++++ ページ抜粋 ++++

Q5−13.水位急降下時の計算で「旧水位線の設定が無効のため間隙水圧算出に失敗しました」のエラーメッセージが出ます。
解決方法を教えて下さい。


Q5−14.任意座標入力で作成したモデルにて安定計算を実行すると、「計算対象範囲内に属性のないブロックが存在します。計算対象範囲内にすき間が出来ないようにブロック定義をして下さい」のエラーが発生します。
解決方法を教えて下さい。


Q5−15.任意座標入力で作成したモデルにて安定計算を実行すると、「計算対象範囲と土質ブロックの関係が無効です」のエラーが発生します。
解決方法を教えて下さい。


Q5−16.入力画面「円弧すべり」のタブ「共通設定|特定すべり面の照査|ネバーカットライン」にて、「※ネバーカットライン1は自動的に設定される項目となります。編集・削除を行うことはできません。」とありますが、この自動設定されるネバーカットラインはどのように設定しているのでしょうか。

Q5−17.ため池の豪雨耐性評価の計算は可能でしょうか?

Q5−18.ある地層を切る円弧を検討したいのですが、地層外を切る円弧となってしまいます。
特定の箇所を切る円弧を検討する方法はありますか。


Q5−19.円弧すべりの計算結果で円弧のオーバーハング(滑り円中心より上部を切る)が発生しました。
どのような原因が考えられるでしょうか。

 6.出力

Q6−1.浸潤線等をカラーでプリンタへ出力することが可能か?
 7.その他

Q7−1.「モデル作成補助ツール」が使用できるようですが、どのような場合に使用するのでしょうか?

Q7−2.計算を実行すると、「MESSAGE.FILのコピーに失敗しました」のエラーメッセージが表示されました。
これを回避する方法を教えて下さい。


Q7−3.作成したモデルを「斜面の安定計算」で読み込むことはできますか。



 1.適用範囲、制約条件

Q1−1.

ため池の堤体に液状化がある場合に土地改良施設 耐震設計の手引き 平成16年3月(社団法人農業土木学会発行)にあるような内容でため池の設計計算で行うことが可能か?
A1−1. 可能です。
「土地改良施設 耐震設計の手引き 平成16年3月」 P-373の「堤体、基礎の液状化を考慮した地震時の検討」については、円弧すべり入力画面−ケース別指定タブ−安全率タブの「計算種別」にて液状化、液状化(修正Fellenius法)を選択することで物性値データで入力した液状化層における過剰間隙圧比(ru)を考慮した地震時(液状化)の検討についてモデル化することができます。
 

Q1−2.

水理計算のみの計算をする場合どうすれば良いでしょうか?

++++ データ部分 ++++

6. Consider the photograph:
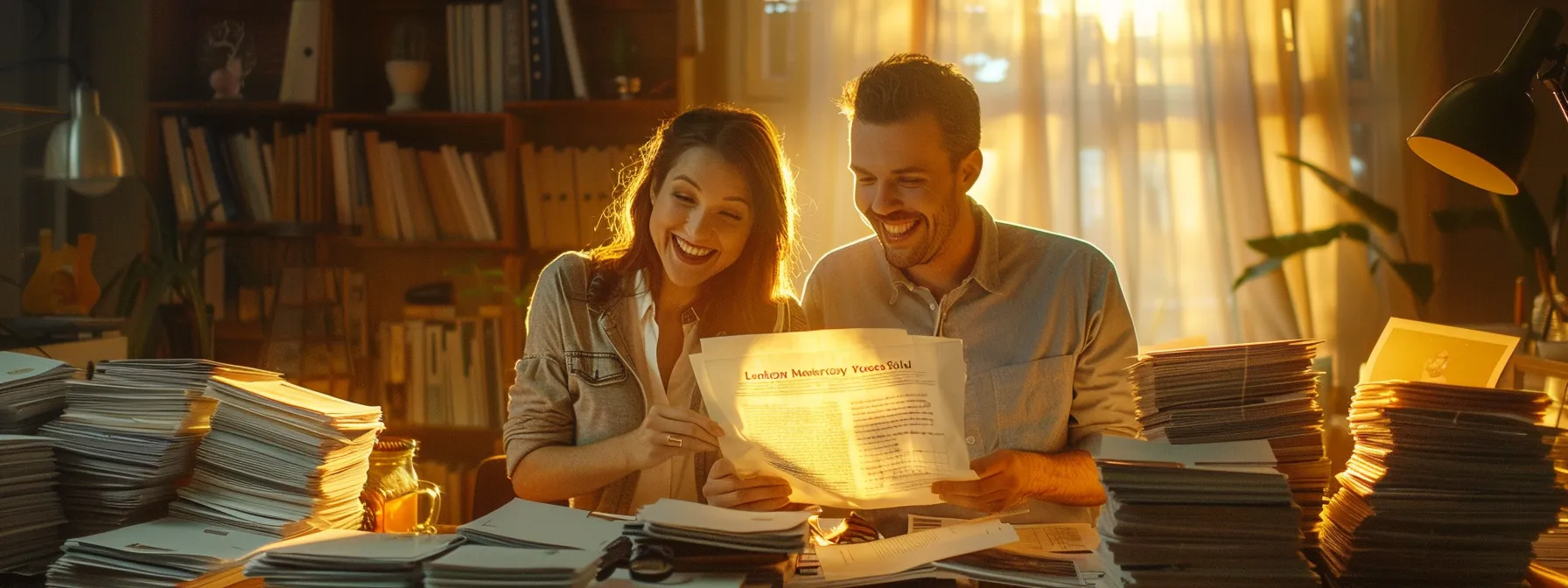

++++

(課題):
ため池の計算についてのQ&Aが途中で終わっているので、最後の文のあとから続きを書いてください。

(出力結果):
A1−2. 基本条件入力画面の「水理計算の有無」を「する」に設定し、出力したい「水理計算種別」を選択して頂くことにより、ため池の設計計算(堤体の安定計算(円弧すべり))を行わずに指定した水理計算のみの計算書を出力することができます。

但し、「水理計算種別」の指定を「流域と貯留の計算」とした場合には、流域のみを入力後に水理計算および出力はできません。指定した水理計算種別を全て入力した場合にのみ水理計算の出力が行われます。
 

Q1−3.

透水性ゾーンがないモデルの入力方法を教えて頂けないでしょうか
A1−3. 基本条件入力画面の「堤体の入力方法」の指定を「任意座標入力」と設定していただき、モデルを作成することをお勧め致します。但し、浸潤線の自動生成は行いません。

また、基本条件入力画面の「堤体の入力方法」の指定を「寸法入力」と設定した場合は、斜面に変化点(折れや段差)のないモデルにつきましては、「堤体寸法」入力画面−「形状寸法」タブ−「堤体・透水性ゾーン」タブ−「貯水池側」または「背後池側」タブ内の「透水性ゾーン幅」を天端幅、下端幅共に0(m)と入力していただくことでモデル化できます。

斜面に変化点のあるモデルにつきましては、「物性値」入力画面にて、透水性ゾーンの物性値を堤体と同値としていただきたいと存じます。

ただし、「水位ケース」入力画面の浸潤線入力につきましては、透水性ゾーンを考慮して自動計算を行いませんので、浸潤線入力にて透水性ゾーン部分の浸潤線を補完していただきたいと存じます。

 2.水理計算入力

Q2−1.

降雨強度を直接入力する方法は?
A2−1. 以下に手順を記述いたします。
1.「基本条件」タブの「降雨強度の計算」を「降雨強度直接入力」に指定する。
2.「降雨強度直接入力」タブを開く
3.入力項目の選択(降雨強度/降雨量/流量)を指定する。
4.「計算時間単位Δt」、「降雨継続時間t」の入力を行う。
 ※お考えの値を適宜入力してください。
5.降雨強度直接入力表にて、流量を入力する。
6.同画面内の計算ボタンを押下する。
 ※メッセージが表示されるので、「はい」を選択していただくと「降雨強度」、「降雨量」を自動計算し、表にセットします。

「降雨強度」、「降雨量」、「流量」のうち、「降雨強度」の入力は必ず必要となります。
しかし、上記6.でもご説明しましたが、「計算」ボタンを押下していただくことで、入力項目から非入力項目への自動計算を行いますので、実際に入力していただく項目は「降雨強度」、「降雨量」、「流量」のうち1つで結構です。
※入力後、計算ボタンを必ず押下してください。

入力完了後、同画面内の「ファイルへ書き込み」ボタンより、現在入力している降雨強度直接入力データを(*.rdi)形式で保存することが可能です。
また、降雨強度直接入力データ(*.rdi)は「ファイルから読み込み」ボタンより読み込むことが可能です。
 

Q2−2.

降雨強度式を2式併用した降雨強度曲線にて計算結果を確認したい?
A2−2. 流域−降雨強度式タブ内の降雨強度式数を2(式)に指定し、右側に「複数式の算定方法」スイッチが選択可能な状態となりますので「合計」を選択した後に、それぞれの降雨強度式の入力を行って下さい。
2式併用とは、異なる降雨強度式を1つの降雨強度曲線として取り扱うことを意味しており、以下のような考えで降強度曲線を構成します。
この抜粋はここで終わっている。